### OBJECTIVE A:
In the piece about the Dallas Cowboys reunion, how many former players were together at Texas Stadium?
### OBJECTIVE B:
Retype part of the Dallas Cowboys reunion piece word for word, beginning at the words "Fast-forward 24-hours. It" and stopping after "street-level parking facility.".

### DOCUMENT SEGMENT:
((

It is strange, powerfully strange, how twenty-four- hours can
separate indelible impressions of four decades ago. But that
happened this week.
There I was, with my wife, on Sunday night in the midst of Dallas
Cowboys who wrote the name of America's Team all across America. It
was reunion time at Texas Stadium and sixty former players who wore
the star on their helmets were together laughing, recalling
remembrances from their days. Walt Garrison, Troy Aikman, Bob Lilly,
Jethro Pugh, Cliff Harris , Rayfield Wright, Tony Dorsett, Glynn
Gregory, Bob Breunig, Cornell Green, Randy White,Chuck Howley, Mel
Renfro, Don Perkins and many other players we used to talk about
during games on Sundays while handling the public address
announcer's duties at Texas Stadium. A warm and wonderful more-
than- four- hours it was. A time we won't soon forget.
Fast-forward 24-hours. It is about 6:30PM on Monday when a friend
and I arrived on main street in downtown Dallas. He had driven me
there to meet another friend at
7PM. We parked some twenty-five-yards past that down-ramp. As I
exited his car and looked across the street, there was a mountain of
a parking garage that seemed to cover most of what was once an open
street-level parking facility.

))

Point annotation dataset records

((

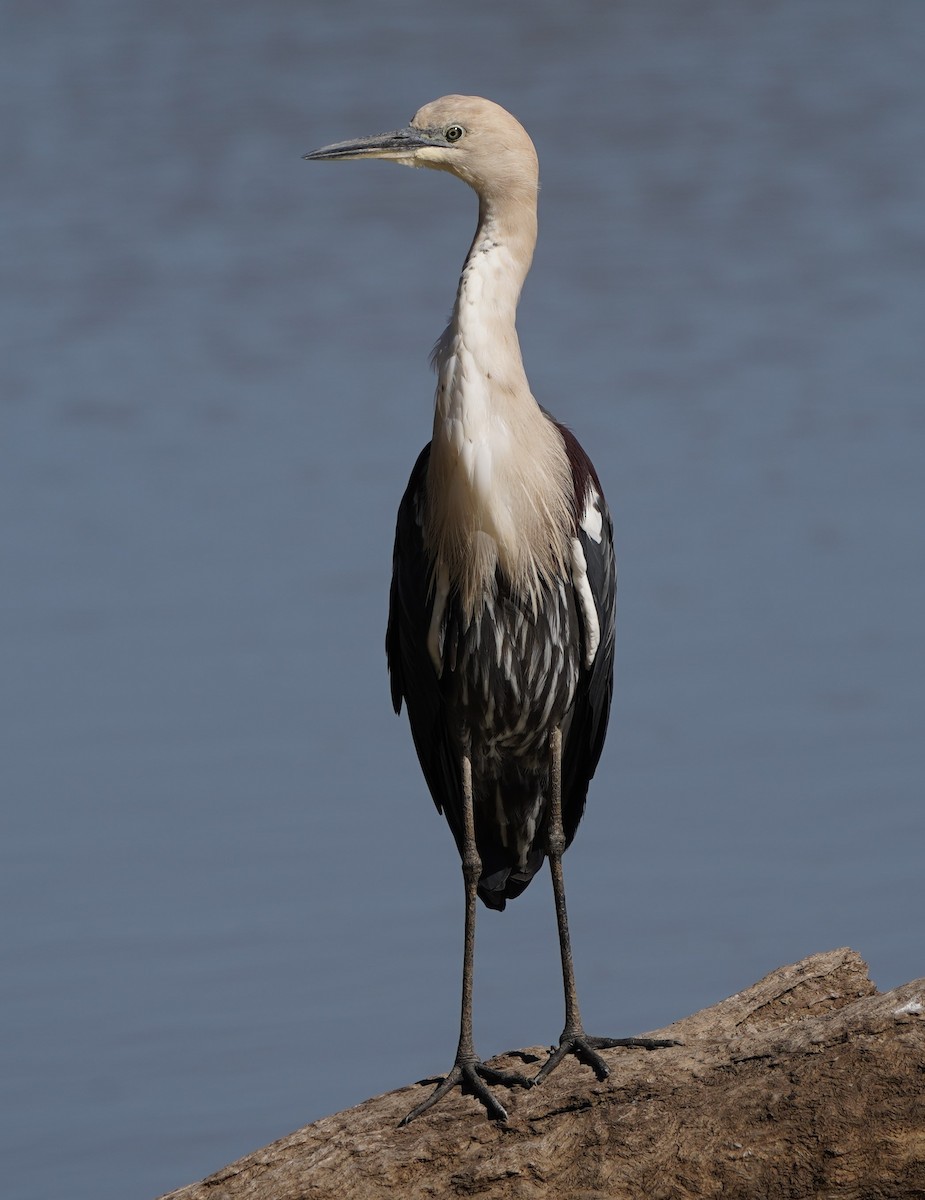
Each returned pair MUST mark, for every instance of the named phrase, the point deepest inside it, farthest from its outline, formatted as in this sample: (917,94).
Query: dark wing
(590,712)
(410,669)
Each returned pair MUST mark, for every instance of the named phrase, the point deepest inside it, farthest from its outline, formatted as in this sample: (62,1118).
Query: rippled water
(228,905)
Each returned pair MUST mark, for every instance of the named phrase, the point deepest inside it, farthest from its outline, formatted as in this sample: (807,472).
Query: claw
(469,1075)
(586,1050)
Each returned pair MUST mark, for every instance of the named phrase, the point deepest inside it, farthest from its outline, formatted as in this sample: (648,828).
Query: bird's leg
(574,1039)
(468,1071)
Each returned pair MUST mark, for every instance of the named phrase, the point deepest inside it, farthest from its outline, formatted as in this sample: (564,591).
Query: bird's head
(472,138)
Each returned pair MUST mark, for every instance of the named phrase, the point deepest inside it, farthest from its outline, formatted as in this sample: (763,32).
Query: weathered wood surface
(808,1084)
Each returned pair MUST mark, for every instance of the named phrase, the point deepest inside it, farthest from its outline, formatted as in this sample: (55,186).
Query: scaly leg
(574,1039)
(468,1069)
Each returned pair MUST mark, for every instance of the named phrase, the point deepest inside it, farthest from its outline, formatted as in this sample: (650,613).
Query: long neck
(499,484)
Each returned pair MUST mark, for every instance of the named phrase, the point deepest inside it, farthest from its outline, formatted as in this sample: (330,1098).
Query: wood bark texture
(808,1084)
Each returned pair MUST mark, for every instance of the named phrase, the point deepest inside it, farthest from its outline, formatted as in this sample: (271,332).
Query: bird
(500,633)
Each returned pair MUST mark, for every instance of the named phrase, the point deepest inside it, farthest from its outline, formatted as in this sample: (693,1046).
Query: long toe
(469,1077)
(586,1048)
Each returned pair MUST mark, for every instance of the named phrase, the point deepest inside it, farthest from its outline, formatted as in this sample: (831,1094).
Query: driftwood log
(809,1084)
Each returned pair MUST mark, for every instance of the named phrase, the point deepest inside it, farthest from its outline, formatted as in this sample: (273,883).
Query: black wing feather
(592,708)
(410,669)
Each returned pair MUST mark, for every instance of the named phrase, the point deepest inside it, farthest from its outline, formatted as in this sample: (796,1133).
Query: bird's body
(500,623)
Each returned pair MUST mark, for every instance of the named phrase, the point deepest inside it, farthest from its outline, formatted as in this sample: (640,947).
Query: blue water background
(228,906)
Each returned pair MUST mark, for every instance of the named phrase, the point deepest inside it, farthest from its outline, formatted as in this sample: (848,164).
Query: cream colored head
(468,136)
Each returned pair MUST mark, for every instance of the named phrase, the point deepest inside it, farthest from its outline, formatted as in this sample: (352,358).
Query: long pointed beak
(398,145)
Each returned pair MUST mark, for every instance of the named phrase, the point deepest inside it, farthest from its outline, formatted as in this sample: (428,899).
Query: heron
(500,625)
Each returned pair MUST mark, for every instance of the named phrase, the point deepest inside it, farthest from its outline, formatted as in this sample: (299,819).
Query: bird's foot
(586,1048)
(468,1075)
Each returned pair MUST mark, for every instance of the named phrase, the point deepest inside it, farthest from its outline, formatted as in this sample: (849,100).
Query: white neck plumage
(499,483)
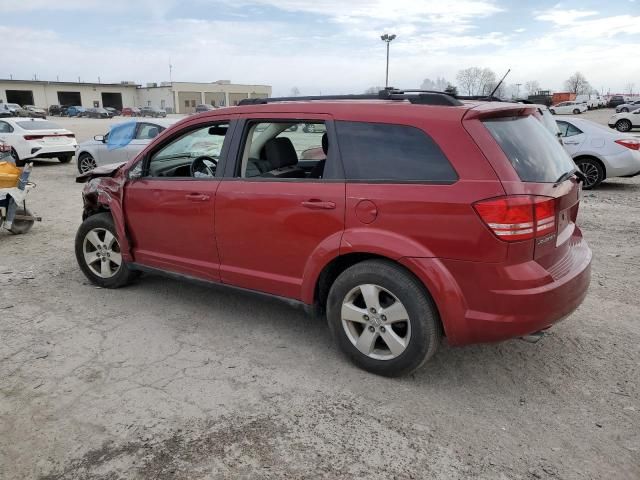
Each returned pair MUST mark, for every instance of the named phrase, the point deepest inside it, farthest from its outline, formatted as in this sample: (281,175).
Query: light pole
(387,39)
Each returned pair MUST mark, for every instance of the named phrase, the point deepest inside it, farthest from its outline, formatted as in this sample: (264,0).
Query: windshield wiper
(565,176)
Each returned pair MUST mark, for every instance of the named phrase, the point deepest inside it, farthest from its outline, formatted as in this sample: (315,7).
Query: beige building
(175,97)
(44,94)
(182,97)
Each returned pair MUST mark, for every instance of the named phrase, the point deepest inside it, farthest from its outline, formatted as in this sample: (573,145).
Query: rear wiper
(565,176)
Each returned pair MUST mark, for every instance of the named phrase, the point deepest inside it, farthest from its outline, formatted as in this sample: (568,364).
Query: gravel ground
(167,380)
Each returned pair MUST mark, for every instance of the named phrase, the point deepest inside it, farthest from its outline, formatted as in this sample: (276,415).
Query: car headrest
(280,152)
(325,143)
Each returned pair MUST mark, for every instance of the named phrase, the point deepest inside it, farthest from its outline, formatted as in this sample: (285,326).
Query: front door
(274,216)
(170,211)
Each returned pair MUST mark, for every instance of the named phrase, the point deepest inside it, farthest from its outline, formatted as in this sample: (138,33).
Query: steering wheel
(204,166)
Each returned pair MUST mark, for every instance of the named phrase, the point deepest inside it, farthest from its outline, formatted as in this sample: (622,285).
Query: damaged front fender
(104,192)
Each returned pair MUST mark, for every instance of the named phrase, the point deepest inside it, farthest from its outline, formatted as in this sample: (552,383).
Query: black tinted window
(379,151)
(534,153)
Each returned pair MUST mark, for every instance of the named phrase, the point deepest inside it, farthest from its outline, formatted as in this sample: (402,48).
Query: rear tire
(391,346)
(592,170)
(98,253)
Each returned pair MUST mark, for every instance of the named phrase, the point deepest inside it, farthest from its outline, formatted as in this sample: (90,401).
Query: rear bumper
(475,306)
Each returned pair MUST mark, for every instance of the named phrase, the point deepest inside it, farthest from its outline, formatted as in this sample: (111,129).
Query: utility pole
(387,39)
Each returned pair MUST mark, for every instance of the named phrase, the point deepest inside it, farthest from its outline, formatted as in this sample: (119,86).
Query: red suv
(427,217)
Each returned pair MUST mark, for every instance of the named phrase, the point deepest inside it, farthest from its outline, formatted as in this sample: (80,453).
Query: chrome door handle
(197,197)
(318,205)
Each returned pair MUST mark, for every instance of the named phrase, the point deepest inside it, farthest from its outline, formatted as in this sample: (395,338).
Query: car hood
(102,171)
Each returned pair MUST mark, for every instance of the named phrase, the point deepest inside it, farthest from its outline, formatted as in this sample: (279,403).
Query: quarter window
(380,151)
(567,129)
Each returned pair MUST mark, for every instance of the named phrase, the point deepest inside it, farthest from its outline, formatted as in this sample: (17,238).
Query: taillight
(518,217)
(631,143)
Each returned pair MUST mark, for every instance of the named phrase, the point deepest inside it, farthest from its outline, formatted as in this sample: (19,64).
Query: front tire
(98,253)
(623,125)
(592,170)
(382,318)
(86,163)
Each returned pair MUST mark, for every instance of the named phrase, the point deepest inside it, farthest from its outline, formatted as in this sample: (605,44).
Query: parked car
(5,152)
(616,100)
(628,106)
(96,152)
(34,138)
(624,122)
(73,111)
(5,111)
(35,112)
(204,108)
(568,108)
(153,112)
(433,217)
(96,113)
(130,112)
(598,152)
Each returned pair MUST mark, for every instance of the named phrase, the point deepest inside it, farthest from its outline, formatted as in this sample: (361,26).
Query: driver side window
(192,155)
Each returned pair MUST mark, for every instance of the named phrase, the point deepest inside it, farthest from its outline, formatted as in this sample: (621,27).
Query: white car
(625,121)
(568,108)
(32,138)
(598,152)
(95,152)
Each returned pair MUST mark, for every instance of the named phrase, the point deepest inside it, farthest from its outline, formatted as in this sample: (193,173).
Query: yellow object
(9,175)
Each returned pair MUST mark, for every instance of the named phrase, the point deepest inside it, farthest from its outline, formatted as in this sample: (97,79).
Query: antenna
(499,83)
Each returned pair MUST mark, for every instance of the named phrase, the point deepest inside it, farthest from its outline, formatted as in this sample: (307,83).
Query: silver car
(93,153)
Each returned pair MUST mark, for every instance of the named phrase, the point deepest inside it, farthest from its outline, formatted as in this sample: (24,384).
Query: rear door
(272,220)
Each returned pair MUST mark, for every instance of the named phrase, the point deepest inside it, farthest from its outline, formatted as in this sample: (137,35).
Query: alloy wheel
(102,252)
(623,126)
(87,163)
(376,322)
(590,172)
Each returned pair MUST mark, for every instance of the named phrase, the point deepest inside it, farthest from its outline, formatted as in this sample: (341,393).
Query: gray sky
(325,46)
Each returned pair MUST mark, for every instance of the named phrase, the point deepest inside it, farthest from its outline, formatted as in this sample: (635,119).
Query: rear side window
(534,153)
(380,151)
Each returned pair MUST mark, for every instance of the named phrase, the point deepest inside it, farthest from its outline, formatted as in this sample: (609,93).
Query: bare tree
(440,84)
(468,80)
(476,81)
(532,87)
(629,88)
(578,84)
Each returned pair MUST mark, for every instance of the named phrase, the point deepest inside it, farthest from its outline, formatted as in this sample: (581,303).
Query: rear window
(379,151)
(532,150)
(36,125)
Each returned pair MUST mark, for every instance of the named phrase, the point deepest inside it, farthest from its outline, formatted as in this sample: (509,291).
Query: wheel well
(595,159)
(339,264)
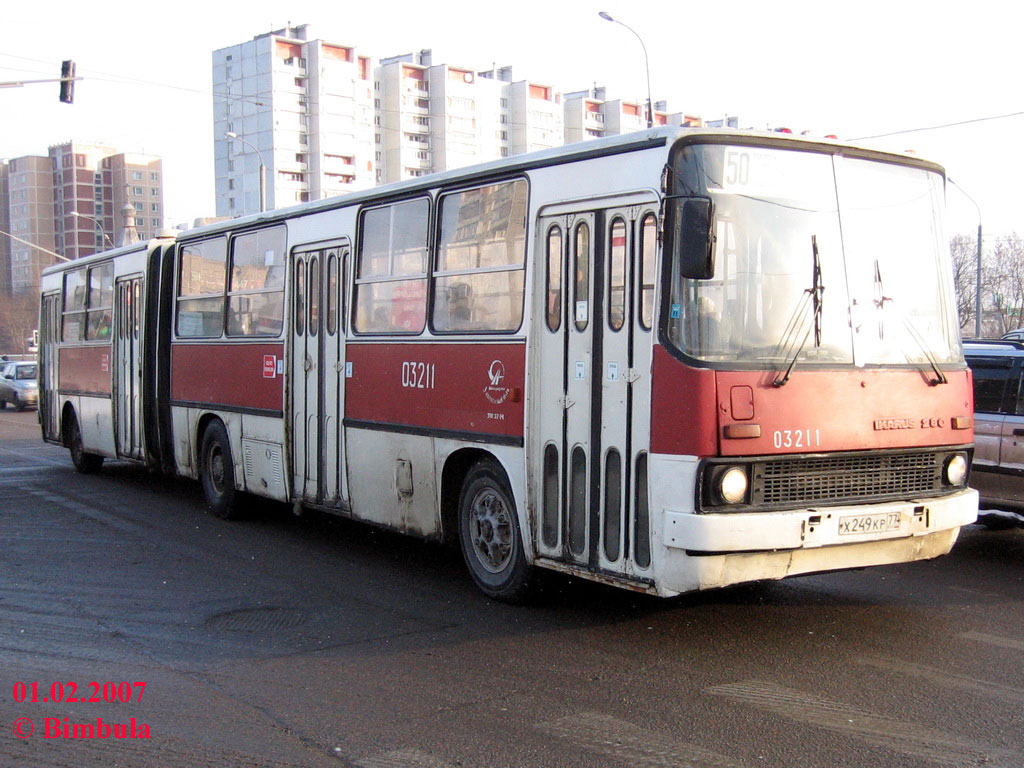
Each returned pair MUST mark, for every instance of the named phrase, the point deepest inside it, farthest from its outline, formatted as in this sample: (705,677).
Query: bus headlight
(955,470)
(732,485)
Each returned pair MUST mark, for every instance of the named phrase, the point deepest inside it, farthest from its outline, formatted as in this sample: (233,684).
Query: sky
(856,71)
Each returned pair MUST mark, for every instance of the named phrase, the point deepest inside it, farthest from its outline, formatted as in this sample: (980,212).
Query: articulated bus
(672,360)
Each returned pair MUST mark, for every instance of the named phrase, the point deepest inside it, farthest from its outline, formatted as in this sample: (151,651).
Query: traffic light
(68,81)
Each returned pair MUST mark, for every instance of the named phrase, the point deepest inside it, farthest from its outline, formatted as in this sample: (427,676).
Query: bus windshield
(818,258)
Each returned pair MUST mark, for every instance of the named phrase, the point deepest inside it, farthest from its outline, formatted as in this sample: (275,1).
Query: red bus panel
(85,370)
(844,411)
(240,376)
(472,387)
(697,412)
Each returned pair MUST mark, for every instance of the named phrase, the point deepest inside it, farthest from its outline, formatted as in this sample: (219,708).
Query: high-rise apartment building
(303,108)
(5,240)
(324,120)
(73,202)
(30,207)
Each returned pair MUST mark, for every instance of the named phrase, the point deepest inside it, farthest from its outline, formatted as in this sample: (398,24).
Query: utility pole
(67,81)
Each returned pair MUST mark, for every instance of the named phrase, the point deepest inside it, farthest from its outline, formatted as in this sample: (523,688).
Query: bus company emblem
(495,392)
(884,424)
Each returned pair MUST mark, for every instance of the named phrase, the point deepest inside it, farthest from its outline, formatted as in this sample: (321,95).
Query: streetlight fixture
(262,169)
(977,285)
(78,215)
(650,104)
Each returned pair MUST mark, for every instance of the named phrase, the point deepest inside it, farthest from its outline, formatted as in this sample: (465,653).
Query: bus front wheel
(217,472)
(489,536)
(84,462)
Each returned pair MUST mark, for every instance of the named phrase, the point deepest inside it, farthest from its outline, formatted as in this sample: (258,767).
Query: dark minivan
(997,471)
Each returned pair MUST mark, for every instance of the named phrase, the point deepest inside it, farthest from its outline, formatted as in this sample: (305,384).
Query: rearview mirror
(689,235)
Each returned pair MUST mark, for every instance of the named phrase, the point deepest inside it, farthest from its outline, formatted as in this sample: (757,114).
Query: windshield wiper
(811,296)
(880,302)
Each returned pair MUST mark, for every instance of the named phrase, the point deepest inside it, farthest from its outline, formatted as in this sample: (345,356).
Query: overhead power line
(938,127)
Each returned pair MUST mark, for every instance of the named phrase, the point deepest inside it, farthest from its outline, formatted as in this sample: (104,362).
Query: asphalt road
(312,642)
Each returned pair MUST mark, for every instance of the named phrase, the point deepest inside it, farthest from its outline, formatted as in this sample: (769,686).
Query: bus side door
(128,368)
(49,338)
(591,384)
(317,363)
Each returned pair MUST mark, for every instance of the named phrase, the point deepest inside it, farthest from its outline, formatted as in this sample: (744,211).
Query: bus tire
(489,536)
(217,472)
(84,462)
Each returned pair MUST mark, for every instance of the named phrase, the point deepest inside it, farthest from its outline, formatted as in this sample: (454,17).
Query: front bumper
(827,526)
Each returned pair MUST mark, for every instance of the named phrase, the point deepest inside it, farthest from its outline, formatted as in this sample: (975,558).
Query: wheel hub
(491,530)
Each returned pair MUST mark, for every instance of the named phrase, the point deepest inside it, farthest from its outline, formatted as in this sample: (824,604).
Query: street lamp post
(262,169)
(99,226)
(650,105)
(977,285)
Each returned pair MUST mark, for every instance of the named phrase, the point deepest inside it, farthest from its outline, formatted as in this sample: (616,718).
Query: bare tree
(965,252)
(1003,278)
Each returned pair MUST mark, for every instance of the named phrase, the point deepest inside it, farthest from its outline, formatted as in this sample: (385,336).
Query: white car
(18,385)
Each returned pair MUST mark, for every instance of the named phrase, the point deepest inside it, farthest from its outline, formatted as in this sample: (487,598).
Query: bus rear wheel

))

### REPLY A:
Sixty

### REPLY B:
Fast-forward 24-hours. It is about 6:30PM on Monday when a friend
and I arrived on main street in downtown Dallas. He had driven me
there to meet another friend at
7PM. We parked some twenty-five-yards past that down-ramp. As I
exited his car and looked across the street, there was a mountain of
a parking garage that seemed to cover most of what was once an open
street-level parking facility.